_Data for the task_:
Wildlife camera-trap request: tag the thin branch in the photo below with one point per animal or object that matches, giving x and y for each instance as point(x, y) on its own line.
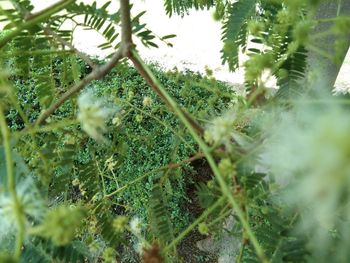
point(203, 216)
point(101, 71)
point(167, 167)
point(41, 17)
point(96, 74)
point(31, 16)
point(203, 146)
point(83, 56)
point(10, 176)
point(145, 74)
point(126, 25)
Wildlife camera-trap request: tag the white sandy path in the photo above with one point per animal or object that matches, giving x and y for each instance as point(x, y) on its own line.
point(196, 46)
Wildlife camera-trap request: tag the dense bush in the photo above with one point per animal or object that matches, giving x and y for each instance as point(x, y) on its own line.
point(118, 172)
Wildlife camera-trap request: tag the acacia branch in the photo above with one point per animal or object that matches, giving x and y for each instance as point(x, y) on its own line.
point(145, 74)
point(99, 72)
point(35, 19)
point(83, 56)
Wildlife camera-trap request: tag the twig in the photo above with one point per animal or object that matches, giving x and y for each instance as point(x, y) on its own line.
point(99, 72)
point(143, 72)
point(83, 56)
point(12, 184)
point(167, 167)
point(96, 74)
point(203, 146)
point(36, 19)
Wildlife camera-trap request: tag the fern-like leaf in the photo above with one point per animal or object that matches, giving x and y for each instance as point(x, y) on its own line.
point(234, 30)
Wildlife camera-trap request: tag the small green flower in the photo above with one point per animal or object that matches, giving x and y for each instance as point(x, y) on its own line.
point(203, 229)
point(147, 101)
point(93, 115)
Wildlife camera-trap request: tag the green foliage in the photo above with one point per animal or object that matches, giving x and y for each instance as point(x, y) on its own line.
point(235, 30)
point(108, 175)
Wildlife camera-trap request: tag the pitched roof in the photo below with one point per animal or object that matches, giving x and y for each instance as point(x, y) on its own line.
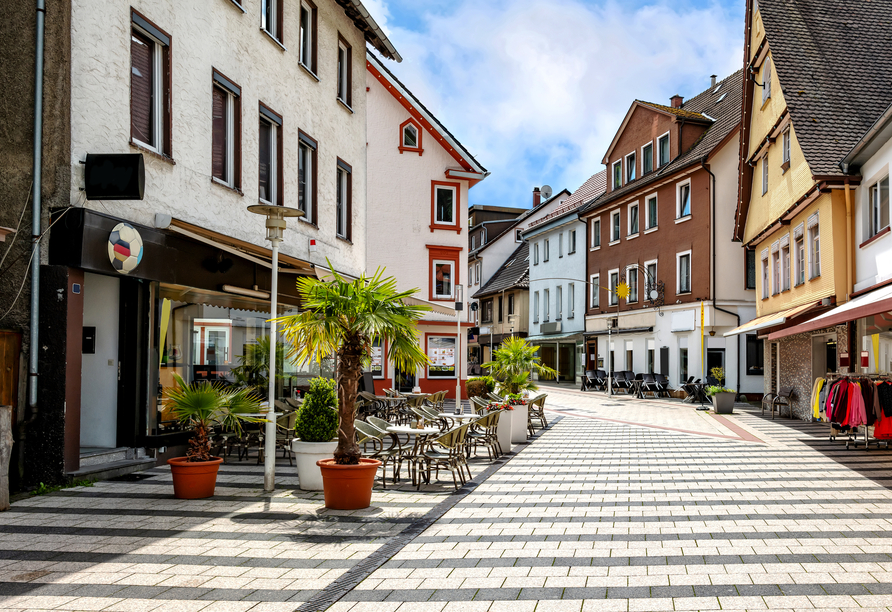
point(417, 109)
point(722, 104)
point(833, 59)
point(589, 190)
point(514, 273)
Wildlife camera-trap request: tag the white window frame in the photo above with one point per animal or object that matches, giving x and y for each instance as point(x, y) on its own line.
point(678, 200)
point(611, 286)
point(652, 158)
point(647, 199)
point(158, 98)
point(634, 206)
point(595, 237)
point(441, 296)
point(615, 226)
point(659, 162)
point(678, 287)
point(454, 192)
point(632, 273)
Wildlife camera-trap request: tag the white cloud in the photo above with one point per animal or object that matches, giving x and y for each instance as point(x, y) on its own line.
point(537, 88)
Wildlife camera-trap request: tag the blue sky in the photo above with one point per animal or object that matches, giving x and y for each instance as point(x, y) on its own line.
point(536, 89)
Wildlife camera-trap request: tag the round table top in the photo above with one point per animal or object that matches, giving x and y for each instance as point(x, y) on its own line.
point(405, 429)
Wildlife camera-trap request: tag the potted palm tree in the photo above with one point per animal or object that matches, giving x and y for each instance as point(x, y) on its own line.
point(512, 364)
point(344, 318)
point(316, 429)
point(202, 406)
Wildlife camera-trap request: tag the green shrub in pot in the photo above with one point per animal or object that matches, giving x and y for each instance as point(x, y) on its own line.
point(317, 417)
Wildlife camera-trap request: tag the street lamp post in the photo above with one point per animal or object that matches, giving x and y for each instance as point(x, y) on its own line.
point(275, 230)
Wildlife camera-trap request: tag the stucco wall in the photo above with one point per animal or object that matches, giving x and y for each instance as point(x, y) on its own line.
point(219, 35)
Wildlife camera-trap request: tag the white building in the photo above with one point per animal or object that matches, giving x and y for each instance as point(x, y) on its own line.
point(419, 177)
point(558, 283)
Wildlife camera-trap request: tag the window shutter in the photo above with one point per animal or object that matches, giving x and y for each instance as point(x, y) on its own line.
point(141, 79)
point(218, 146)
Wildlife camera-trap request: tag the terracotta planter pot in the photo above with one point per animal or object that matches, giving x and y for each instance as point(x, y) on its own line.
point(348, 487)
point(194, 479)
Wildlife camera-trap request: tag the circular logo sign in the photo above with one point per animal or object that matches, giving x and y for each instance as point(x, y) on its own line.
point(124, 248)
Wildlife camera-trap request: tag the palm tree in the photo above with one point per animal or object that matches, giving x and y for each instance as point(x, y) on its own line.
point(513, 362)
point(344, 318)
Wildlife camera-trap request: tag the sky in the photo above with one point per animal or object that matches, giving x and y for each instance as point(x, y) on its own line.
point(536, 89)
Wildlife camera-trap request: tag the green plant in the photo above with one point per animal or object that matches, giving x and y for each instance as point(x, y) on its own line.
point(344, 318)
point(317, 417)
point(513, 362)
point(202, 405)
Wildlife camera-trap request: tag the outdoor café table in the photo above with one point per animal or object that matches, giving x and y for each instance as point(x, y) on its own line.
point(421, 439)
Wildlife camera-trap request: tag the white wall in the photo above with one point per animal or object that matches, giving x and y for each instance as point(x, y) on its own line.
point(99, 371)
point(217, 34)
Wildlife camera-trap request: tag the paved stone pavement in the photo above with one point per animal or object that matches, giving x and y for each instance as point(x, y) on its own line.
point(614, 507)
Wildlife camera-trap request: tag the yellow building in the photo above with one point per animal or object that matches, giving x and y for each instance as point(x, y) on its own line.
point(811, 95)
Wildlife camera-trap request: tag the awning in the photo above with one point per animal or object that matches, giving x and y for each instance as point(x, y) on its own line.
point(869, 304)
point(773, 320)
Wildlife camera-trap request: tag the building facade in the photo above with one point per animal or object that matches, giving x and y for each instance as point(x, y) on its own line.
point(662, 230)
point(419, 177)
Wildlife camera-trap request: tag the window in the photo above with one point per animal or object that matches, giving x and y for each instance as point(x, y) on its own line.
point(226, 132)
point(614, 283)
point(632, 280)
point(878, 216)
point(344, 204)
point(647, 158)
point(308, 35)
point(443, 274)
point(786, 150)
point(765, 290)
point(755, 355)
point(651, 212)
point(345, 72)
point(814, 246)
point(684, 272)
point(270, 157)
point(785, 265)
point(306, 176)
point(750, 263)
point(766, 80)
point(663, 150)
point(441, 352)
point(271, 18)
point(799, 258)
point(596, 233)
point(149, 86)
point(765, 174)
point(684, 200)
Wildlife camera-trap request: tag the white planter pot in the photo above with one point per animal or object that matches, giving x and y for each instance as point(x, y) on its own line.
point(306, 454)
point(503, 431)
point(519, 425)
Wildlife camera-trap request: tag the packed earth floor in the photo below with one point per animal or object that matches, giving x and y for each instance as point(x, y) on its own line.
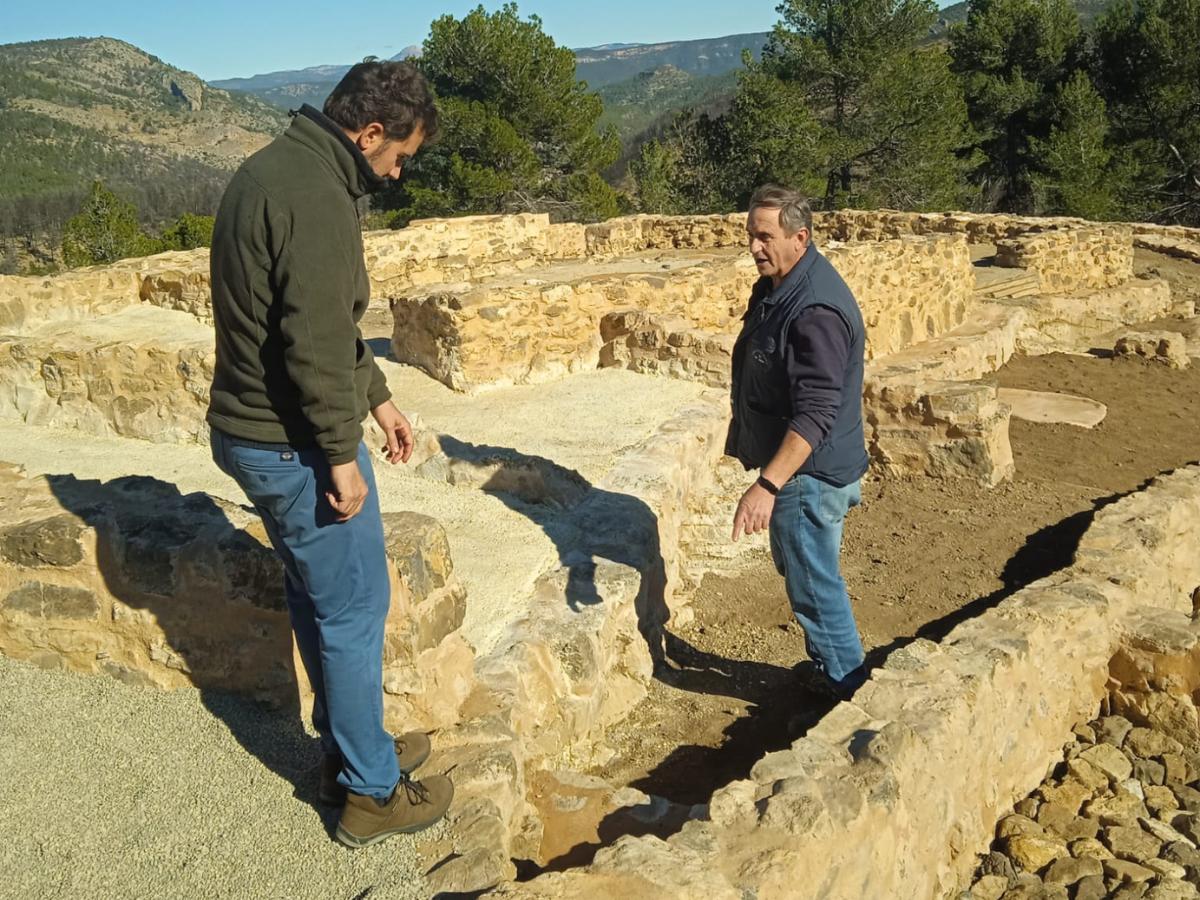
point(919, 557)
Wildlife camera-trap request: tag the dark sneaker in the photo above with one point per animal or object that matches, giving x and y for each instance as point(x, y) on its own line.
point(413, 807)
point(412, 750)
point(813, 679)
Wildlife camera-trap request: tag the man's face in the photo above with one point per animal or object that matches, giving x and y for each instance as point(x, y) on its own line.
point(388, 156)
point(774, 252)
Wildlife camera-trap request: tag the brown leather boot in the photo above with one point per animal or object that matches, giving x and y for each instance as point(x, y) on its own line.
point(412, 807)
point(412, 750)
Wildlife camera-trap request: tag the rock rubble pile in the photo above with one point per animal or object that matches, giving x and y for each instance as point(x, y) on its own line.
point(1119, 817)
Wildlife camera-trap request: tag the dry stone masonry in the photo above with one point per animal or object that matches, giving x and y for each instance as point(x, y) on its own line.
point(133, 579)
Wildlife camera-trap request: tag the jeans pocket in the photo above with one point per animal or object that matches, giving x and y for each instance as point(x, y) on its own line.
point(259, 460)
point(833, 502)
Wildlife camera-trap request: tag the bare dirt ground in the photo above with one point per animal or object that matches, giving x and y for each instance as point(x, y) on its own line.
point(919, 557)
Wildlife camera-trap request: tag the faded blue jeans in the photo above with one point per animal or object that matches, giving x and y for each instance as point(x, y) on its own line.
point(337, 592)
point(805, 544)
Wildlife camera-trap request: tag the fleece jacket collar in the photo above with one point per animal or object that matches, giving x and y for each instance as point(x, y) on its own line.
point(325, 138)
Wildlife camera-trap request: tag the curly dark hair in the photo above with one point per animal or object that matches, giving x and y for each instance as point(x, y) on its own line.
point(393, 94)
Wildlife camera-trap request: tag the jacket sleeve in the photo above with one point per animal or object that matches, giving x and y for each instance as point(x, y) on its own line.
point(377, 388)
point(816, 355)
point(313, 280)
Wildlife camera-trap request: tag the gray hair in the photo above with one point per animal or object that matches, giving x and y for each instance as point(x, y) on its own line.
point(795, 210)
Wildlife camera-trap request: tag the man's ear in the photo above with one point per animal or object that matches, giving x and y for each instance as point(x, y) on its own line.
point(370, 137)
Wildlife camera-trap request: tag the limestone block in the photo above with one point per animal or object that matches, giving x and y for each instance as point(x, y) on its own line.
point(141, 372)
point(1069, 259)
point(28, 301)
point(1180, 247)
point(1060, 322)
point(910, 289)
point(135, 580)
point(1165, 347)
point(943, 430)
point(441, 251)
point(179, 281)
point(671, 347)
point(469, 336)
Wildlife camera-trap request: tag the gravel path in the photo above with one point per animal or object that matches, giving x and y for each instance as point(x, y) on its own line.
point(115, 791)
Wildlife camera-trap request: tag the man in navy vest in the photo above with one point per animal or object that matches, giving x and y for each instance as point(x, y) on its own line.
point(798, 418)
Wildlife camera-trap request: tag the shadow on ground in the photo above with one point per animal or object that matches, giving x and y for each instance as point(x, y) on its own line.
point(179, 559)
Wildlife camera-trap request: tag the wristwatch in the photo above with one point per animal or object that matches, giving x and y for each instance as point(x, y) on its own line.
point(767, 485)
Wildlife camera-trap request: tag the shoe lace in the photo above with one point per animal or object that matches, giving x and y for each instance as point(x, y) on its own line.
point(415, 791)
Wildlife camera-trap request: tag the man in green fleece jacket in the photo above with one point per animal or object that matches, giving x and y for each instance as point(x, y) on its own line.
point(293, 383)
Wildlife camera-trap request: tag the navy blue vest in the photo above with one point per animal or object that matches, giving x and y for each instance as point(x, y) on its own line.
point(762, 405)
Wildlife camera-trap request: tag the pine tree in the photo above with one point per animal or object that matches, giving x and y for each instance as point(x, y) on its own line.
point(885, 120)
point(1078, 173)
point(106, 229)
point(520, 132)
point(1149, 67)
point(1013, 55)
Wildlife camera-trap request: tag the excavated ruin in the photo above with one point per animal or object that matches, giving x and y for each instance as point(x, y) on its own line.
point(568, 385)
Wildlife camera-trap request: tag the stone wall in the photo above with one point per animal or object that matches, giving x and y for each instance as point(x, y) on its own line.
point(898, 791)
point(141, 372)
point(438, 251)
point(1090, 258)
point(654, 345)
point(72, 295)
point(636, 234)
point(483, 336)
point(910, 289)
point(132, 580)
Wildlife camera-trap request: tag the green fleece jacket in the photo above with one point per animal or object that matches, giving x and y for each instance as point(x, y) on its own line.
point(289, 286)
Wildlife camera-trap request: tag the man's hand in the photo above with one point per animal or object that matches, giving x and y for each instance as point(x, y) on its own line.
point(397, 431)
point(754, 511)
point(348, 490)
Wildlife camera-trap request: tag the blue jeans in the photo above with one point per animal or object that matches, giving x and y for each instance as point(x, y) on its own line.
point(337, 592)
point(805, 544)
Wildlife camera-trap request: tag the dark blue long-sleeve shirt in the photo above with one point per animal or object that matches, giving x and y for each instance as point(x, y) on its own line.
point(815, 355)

_Work task_: Your output should start at the line containing "Wildlife camera-trap request: tag the excavated" and stop at the last line of the material, copied exactly, with nothing else.

_Result_:
Wildlife camera-trap request: tag the excavated ruin in the photo above with one point per animal or object that matches, giving x and y for each instance as point(x, y) on its own line.
point(568, 385)
Wildlife camera-trap request: tag the stone wall in the photo above with one point per animal or object that matches, giving x and y for each instance as point(x, y) on its own line.
point(898, 791)
point(141, 372)
point(438, 251)
point(1090, 258)
point(654, 345)
point(72, 295)
point(636, 234)
point(483, 336)
point(910, 289)
point(132, 580)
Wildlife camera-trap request: tag the green fleece jacket in the photo above with one point per animal or object that matches, giving x and y for each instance as point(x, y) on its own line.
point(289, 286)
Wildlife camera-trap request: tag the man's hand in the photo above with one point per animal or object that matches, giving x and y for each instance as point(x, y) on its own line.
point(397, 431)
point(754, 511)
point(348, 490)
Wildlife camera-trap request: tag the blue jeans in the photo above with one point per animal or object that matches, giving x and y for each instance as point(x, y) on its own line.
point(337, 592)
point(805, 544)
Wildlife camera-trap request: tag the dark blue long-sleeve shirt in the photo above with one point per animal or object that matches, giving x and y for each instance as point(x, y) on its own line.
point(815, 355)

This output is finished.